The coronavirus pandemic has affected all areas of our lives, including how we will be paying our taxes this year. If you filed taxes during 2018 or 2019, and made less than $75,000 (or $150,000 for married filing joint) you should be getting a stimulus check soon! While almost all forms of income are taxable, you won’t need to pay taxes on the stimulus check. Here’s what you need to know about how the coronavirus pandemic has affected the 2020 tax season:
1. The stimulus checks are for refundable tax credits
Stimulus checks are considered refundable tax credits, which means that you will not have to pay taxes on them. However, unlike many other tax refunds, the amount that you receive will not depend on your income. If you have any dependents, you will receive an extra $500 for each dependent in your household, which makes it more important than ever to claim all of your dependents this year.
2. The stimulus check can be based on either your 2018 or 2019 taxes
Even if you didn’t file your 2019 taxes, that doesn’t mean you won’t get a stimulus check this year. The government can look at your 2018 taxes for your stimulus check instead if you haven’t filed yet this year. You’ll also have longer than usual to file your taxes this year! In fact, the deadline to file taxes has been extended until July 15th.

• _Questions on the material_:
(A) In the article on the 2020 tax season, why is it more important than ever to claim all of your dependents this year?
(B) Continue the article on the 2020 tax season from the point where it stops.

• _Supplied information_:
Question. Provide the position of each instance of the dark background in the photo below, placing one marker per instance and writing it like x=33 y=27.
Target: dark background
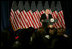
x=6 y=7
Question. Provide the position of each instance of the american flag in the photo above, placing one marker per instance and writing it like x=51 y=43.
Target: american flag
x=25 y=18
x=60 y=15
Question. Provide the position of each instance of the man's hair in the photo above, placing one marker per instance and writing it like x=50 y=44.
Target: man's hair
x=50 y=16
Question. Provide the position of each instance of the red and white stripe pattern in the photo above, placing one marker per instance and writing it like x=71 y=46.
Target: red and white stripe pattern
x=56 y=24
x=12 y=20
x=60 y=13
x=23 y=19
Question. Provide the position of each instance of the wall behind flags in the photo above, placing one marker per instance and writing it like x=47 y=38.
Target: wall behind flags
x=6 y=7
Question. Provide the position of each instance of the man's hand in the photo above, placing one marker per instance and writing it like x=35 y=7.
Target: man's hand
x=42 y=20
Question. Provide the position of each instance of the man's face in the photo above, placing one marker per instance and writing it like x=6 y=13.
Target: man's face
x=47 y=11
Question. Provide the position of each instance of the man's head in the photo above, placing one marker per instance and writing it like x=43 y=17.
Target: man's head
x=47 y=11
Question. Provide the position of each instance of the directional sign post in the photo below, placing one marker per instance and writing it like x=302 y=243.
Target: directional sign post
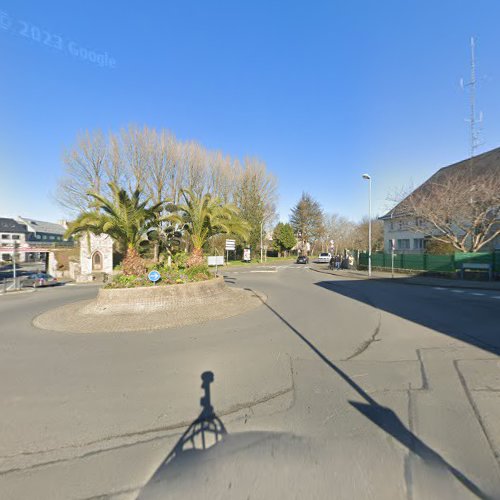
x=154 y=276
x=230 y=245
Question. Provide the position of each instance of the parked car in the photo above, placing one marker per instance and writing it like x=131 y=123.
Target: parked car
x=324 y=257
x=39 y=279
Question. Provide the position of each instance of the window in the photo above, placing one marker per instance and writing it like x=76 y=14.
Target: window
x=419 y=243
x=404 y=244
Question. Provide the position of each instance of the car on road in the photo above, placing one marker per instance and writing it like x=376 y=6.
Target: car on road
x=324 y=257
x=39 y=279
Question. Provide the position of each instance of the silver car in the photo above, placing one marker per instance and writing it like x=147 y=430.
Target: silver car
x=39 y=279
x=324 y=257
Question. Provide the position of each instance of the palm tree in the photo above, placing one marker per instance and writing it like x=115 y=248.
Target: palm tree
x=125 y=218
x=204 y=217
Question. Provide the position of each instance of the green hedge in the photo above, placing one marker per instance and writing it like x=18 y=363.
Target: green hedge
x=431 y=263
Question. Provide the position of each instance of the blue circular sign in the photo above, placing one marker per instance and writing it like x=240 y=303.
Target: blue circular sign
x=154 y=276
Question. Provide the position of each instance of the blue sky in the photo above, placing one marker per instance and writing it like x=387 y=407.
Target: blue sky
x=321 y=91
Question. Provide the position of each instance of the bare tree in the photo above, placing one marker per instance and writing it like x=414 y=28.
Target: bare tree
x=462 y=209
x=360 y=235
x=135 y=155
x=85 y=164
x=339 y=229
x=307 y=220
x=255 y=196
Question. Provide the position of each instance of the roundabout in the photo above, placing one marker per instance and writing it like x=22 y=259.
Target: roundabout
x=150 y=308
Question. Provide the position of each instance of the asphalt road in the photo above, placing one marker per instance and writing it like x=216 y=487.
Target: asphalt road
x=334 y=388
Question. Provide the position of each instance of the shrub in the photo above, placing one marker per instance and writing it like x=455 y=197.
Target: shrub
x=198 y=273
x=180 y=260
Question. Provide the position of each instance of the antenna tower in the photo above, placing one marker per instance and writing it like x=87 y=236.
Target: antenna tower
x=474 y=130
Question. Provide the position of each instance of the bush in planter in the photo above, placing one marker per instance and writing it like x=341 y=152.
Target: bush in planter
x=198 y=273
x=180 y=259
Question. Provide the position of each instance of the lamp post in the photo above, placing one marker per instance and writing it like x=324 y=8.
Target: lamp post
x=369 y=179
x=261 y=229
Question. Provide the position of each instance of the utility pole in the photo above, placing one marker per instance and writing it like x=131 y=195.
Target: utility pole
x=14 y=255
x=261 y=229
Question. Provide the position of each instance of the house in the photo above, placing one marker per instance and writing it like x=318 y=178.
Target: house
x=29 y=237
x=11 y=232
x=38 y=230
x=411 y=234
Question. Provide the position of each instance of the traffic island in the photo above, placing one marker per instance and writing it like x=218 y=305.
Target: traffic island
x=150 y=308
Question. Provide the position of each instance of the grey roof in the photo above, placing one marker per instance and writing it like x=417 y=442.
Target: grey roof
x=482 y=164
x=8 y=225
x=40 y=226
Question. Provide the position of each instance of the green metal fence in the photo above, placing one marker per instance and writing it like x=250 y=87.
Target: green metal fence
x=431 y=263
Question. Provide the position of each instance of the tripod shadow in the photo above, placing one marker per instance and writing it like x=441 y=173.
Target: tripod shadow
x=206 y=431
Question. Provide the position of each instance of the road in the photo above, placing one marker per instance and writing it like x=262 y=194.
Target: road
x=333 y=388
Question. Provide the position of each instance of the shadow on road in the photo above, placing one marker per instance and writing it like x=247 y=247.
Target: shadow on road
x=386 y=419
x=471 y=322
x=204 y=432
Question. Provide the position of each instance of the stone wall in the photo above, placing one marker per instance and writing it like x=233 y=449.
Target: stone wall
x=156 y=298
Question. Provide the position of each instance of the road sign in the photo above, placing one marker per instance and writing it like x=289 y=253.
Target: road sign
x=154 y=276
x=215 y=260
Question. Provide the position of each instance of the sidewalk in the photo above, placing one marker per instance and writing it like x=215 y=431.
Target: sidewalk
x=412 y=279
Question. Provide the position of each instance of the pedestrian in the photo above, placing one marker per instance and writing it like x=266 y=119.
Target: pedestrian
x=331 y=265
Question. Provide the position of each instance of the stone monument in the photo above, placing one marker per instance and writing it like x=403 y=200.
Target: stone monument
x=96 y=256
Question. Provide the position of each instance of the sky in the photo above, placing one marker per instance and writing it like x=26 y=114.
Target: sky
x=322 y=92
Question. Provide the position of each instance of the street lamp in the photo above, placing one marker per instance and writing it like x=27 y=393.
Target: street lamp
x=369 y=179
x=261 y=229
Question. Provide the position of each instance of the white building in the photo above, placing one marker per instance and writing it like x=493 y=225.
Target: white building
x=411 y=234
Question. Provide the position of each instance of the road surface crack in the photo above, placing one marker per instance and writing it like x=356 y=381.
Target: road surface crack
x=366 y=344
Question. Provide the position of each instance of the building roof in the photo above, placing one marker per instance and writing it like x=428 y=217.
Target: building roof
x=483 y=164
x=8 y=225
x=40 y=226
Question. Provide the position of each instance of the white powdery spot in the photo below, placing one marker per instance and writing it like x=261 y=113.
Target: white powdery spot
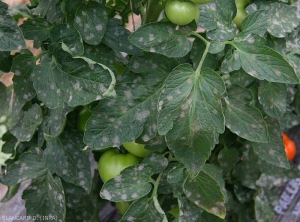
x=106 y=194
x=99 y=27
x=124 y=197
x=142 y=116
x=118 y=178
x=141 y=167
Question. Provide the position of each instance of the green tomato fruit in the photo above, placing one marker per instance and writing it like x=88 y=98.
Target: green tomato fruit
x=111 y=163
x=83 y=117
x=201 y=1
x=122 y=207
x=240 y=15
x=180 y=12
x=136 y=149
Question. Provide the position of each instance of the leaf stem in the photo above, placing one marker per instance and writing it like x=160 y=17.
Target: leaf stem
x=198 y=70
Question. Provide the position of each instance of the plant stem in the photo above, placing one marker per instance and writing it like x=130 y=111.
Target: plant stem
x=198 y=70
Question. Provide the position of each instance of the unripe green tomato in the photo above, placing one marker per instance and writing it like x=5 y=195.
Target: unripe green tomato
x=136 y=149
x=201 y=1
x=181 y=12
x=240 y=15
x=83 y=117
x=122 y=206
x=111 y=163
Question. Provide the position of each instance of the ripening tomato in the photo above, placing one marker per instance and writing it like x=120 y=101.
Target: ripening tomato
x=289 y=147
x=181 y=12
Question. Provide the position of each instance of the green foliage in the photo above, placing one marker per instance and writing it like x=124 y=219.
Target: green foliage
x=210 y=105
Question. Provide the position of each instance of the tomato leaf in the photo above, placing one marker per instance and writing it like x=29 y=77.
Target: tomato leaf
x=261 y=62
x=132 y=183
x=45 y=196
x=272 y=152
x=91 y=21
x=134 y=111
x=242 y=119
x=280 y=27
x=64 y=156
x=162 y=38
x=210 y=198
x=116 y=37
x=29 y=166
x=273 y=97
x=22 y=67
x=143 y=210
x=37 y=29
x=157 y=161
x=263 y=210
x=255 y=23
x=55 y=122
x=11 y=37
x=89 y=84
x=188 y=210
x=186 y=117
x=216 y=17
x=69 y=38
x=28 y=124
x=228 y=158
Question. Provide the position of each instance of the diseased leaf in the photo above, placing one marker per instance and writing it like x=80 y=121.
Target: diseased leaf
x=26 y=127
x=91 y=21
x=22 y=67
x=157 y=161
x=205 y=192
x=143 y=209
x=64 y=156
x=162 y=38
x=29 y=166
x=190 y=114
x=134 y=110
x=131 y=184
x=255 y=23
x=55 y=86
x=228 y=158
x=37 y=29
x=273 y=97
x=283 y=18
x=242 y=119
x=216 y=17
x=116 y=37
x=11 y=37
x=69 y=38
x=188 y=210
x=56 y=122
x=45 y=197
x=261 y=62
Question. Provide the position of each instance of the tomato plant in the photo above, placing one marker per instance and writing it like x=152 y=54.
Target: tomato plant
x=209 y=98
x=111 y=163
x=188 y=12
x=241 y=12
x=83 y=117
x=289 y=147
x=201 y=1
x=136 y=149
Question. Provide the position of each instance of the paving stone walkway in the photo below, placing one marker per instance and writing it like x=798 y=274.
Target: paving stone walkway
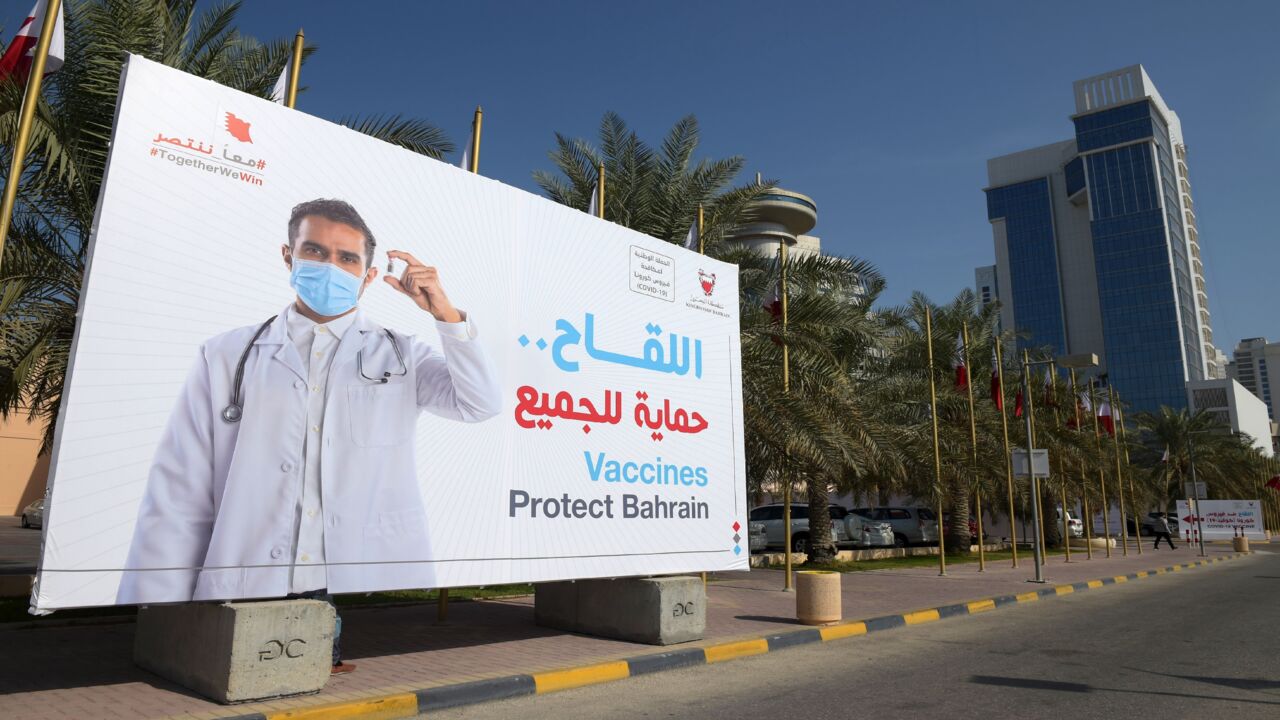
x=85 y=671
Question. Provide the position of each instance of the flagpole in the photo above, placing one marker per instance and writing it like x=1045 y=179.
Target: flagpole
x=1133 y=496
x=1061 y=466
x=702 y=246
x=599 y=191
x=1037 y=501
x=475 y=140
x=291 y=89
x=26 y=117
x=1084 y=479
x=1102 y=478
x=973 y=443
x=1115 y=443
x=937 y=452
x=786 y=390
x=1009 y=459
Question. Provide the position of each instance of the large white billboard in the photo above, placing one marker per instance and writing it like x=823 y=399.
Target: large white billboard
x=521 y=393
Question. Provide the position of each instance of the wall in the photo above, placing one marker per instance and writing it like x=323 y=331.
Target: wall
x=22 y=470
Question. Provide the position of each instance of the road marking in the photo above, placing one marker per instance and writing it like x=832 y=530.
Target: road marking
x=403 y=705
x=845 y=630
x=579 y=677
x=728 y=651
x=981 y=606
x=920 y=616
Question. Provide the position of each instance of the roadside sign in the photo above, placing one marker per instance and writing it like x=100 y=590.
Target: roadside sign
x=1223 y=519
x=1040 y=463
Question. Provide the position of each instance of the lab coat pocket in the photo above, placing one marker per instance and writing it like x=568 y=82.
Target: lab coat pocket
x=220 y=584
x=398 y=536
x=382 y=414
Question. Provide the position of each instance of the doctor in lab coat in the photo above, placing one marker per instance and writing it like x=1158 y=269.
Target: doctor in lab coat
x=314 y=488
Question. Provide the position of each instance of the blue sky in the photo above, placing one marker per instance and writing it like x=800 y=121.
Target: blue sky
x=885 y=113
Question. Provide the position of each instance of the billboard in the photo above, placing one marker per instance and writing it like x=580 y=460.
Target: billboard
x=1223 y=519
x=521 y=393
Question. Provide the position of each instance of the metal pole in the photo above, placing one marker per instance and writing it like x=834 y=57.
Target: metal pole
x=26 y=117
x=476 y=123
x=786 y=390
x=1087 y=520
x=1061 y=466
x=291 y=86
x=937 y=452
x=1133 y=496
x=1102 y=479
x=1115 y=443
x=973 y=442
x=599 y=209
x=1200 y=527
x=1009 y=458
x=1031 y=468
x=702 y=245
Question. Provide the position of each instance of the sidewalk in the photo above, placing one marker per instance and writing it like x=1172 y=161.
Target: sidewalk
x=86 y=671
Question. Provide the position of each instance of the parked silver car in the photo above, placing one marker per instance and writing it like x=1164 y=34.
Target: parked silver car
x=912 y=525
x=755 y=540
x=33 y=514
x=867 y=533
x=773 y=525
x=846 y=528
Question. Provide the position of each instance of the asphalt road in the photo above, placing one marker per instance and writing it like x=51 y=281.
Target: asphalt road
x=1198 y=645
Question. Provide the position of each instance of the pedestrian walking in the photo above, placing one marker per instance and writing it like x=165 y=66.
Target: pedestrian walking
x=1162 y=532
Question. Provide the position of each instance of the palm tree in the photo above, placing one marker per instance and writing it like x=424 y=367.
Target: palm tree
x=821 y=432
x=1225 y=461
x=652 y=191
x=46 y=251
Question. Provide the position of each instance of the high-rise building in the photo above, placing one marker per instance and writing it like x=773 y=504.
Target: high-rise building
x=1097 y=247
x=986 y=285
x=1253 y=360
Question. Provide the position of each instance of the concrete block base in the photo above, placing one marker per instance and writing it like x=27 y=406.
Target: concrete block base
x=647 y=610
x=238 y=651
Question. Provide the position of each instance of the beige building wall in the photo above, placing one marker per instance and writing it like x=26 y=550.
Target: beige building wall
x=22 y=469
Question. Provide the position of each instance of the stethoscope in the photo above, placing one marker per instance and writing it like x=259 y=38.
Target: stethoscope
x=236 y=409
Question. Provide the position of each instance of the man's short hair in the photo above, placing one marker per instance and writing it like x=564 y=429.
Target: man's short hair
x=334 y=212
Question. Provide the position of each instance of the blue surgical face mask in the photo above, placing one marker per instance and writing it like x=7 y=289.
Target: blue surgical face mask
x=324 y=287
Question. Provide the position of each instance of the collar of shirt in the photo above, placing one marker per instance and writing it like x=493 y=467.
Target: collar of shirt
x=302 y=328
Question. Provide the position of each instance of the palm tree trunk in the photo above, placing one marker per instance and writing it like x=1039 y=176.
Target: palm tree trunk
x=1048 y=520
x=959 y=540
x=821 y=548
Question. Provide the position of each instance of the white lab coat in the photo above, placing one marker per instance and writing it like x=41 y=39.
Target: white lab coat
x=219 y=514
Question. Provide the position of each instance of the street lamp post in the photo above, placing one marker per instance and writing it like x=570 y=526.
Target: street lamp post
x=1194 y=493
x=1082 y=360
x=1031 y=469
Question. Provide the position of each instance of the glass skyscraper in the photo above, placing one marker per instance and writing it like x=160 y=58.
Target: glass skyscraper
x=1096 y=244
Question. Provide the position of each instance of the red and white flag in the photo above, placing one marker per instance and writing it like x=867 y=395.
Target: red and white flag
x=1105 y=418
x=961 y=372
x=16 y=63
x=282 y=83
x=995 y=382
x=691 y=237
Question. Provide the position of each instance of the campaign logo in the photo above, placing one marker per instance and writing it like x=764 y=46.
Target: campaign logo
x=707 y=281
x=238 y=128
x=220 y=156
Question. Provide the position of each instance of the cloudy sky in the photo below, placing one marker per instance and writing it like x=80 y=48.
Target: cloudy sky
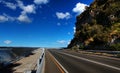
x=39 y=23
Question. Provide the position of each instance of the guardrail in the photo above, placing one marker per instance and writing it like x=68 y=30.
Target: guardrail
x=40 y=63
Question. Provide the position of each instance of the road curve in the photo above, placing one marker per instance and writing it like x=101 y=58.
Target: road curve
x=77 y=63
x=51 y=64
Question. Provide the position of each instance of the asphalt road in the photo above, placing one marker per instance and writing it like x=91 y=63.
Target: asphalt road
x=51 y=66
x=80 y=63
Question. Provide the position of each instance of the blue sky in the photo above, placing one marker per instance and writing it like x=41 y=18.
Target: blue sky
x=39 y=23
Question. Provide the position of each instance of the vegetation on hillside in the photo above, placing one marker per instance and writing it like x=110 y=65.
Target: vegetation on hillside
x=98 y=27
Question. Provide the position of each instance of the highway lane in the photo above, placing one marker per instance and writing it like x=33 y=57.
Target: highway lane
x=107 y=60
x=77 y=63
x=51 y=66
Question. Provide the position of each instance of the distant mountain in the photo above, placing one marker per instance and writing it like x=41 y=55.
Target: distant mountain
x=98 y=27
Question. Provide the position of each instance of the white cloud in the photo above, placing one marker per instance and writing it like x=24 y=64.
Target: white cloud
x=29 y=9
x=3 y=18
x=41 y=1
x=58 y=24
x=61 y=15
x=79 y=8
x=7 y=42
x=9 y=5
x=26 y=9
x=69 y=33
x=61 y=41
x=68 y=42
x=74 y=29
x=24 y=18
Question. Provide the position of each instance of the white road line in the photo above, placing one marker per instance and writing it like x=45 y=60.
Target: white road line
x=113 y=67
x=60 y=64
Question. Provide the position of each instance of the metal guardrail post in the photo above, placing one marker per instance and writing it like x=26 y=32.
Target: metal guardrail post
x=40 y=64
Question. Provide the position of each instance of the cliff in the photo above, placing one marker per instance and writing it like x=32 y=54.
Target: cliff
x=98 y=26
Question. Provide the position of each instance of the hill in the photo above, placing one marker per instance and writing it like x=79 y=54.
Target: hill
x=98 y=27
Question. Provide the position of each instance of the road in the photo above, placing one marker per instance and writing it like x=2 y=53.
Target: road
x=74 y=62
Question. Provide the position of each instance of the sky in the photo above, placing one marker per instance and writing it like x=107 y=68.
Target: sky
x=39 y=23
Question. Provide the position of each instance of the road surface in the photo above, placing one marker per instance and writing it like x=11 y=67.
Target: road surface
x=74 y=62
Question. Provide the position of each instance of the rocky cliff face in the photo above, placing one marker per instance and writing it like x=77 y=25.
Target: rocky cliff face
x=98 y=25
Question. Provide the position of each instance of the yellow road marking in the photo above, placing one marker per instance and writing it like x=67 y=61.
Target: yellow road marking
x=56 y=63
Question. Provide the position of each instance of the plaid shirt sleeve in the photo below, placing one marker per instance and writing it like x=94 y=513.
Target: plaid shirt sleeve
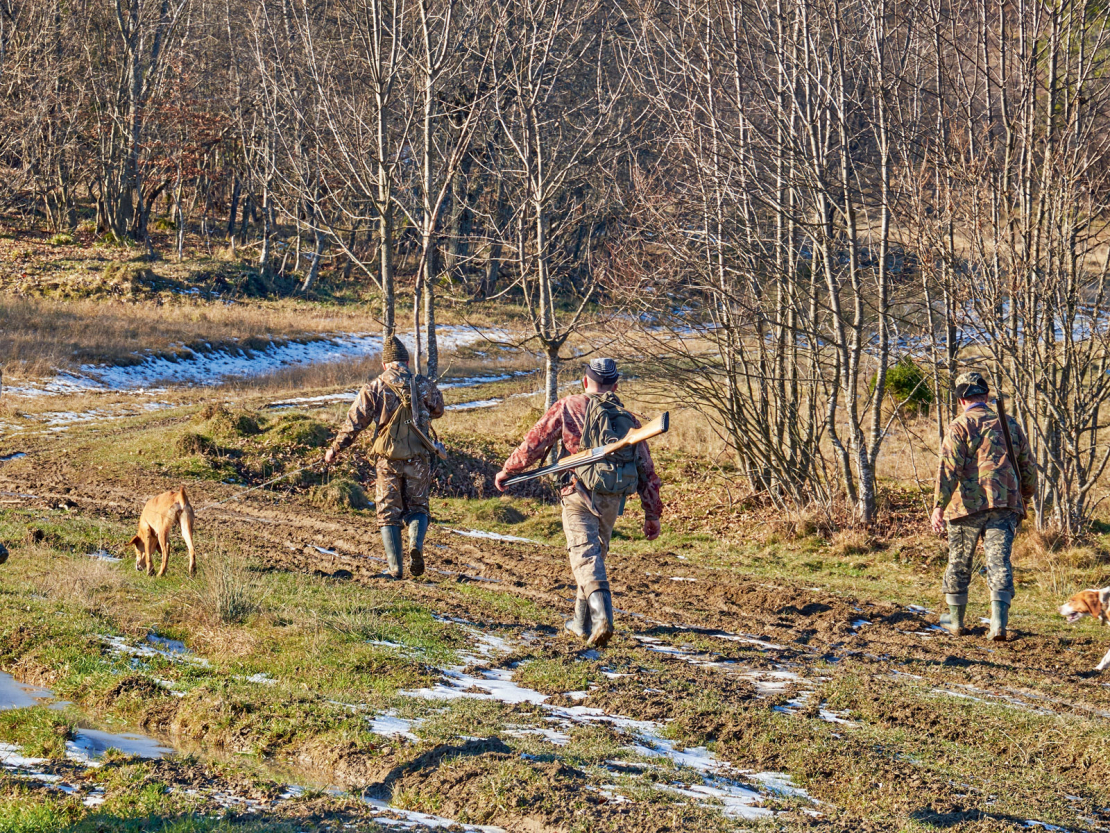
x=540 y=440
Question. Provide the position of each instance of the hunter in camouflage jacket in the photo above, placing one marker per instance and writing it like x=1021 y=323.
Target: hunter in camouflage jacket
x=975 y=474
x=376 y=402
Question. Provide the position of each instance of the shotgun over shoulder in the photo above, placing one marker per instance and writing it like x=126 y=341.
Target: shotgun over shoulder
x=656 y=427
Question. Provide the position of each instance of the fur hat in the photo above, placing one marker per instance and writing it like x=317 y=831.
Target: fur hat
x=603 y=371
x=971 y=384
x=394 y=351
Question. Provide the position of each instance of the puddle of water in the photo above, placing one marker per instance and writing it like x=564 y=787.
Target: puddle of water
x=90 y=745
x=390 y=725
x=212 y=368
x=20 y=695
x=174 y=646
x=104 y=555
x=722 y=783
x=474 y=405
x=151 y=650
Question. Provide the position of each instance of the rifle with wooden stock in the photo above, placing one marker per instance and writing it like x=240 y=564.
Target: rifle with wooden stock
x=1009 y=448
x=656 y=427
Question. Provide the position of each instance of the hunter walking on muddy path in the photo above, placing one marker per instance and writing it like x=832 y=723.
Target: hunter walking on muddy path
x=402 y=408
x=985 y=473
x=593 y=498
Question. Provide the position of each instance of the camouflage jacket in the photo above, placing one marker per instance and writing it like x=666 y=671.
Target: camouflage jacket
x=564 y=421
x=975 y=473
x=376 y=402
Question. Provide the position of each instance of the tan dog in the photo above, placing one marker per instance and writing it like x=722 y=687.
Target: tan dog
x=158 y=518
x=1092 y=603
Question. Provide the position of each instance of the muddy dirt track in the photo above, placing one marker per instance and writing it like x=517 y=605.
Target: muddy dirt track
x=653 y=594
x=750 y=642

• _Your written answers_:
(A) Each dependent in your household adds an extra $500 to the stimulus check you receive.

(B)
3. It’s still important to file your 2019 taxes as soon as possible
Despite the fact that you have longer than usual to file your taxes, it’s still important to file your 2019 taxes as soon as you can. Make sure that you maintain complete records of your income last year to ensure that you are able to file your taxes correctly. If you hire a CPA, you can be sure that your taxes will be filed on time.
4. If the IRS overpays you, you won’t have to pay them back
While you’ll usually owe money to the IRS if they overpay you, this is not true now. If you pay the IRS more than you actually owe in taxes, you will receive a refund, which is a continuation of the policy that the organization had prior to the pandemic.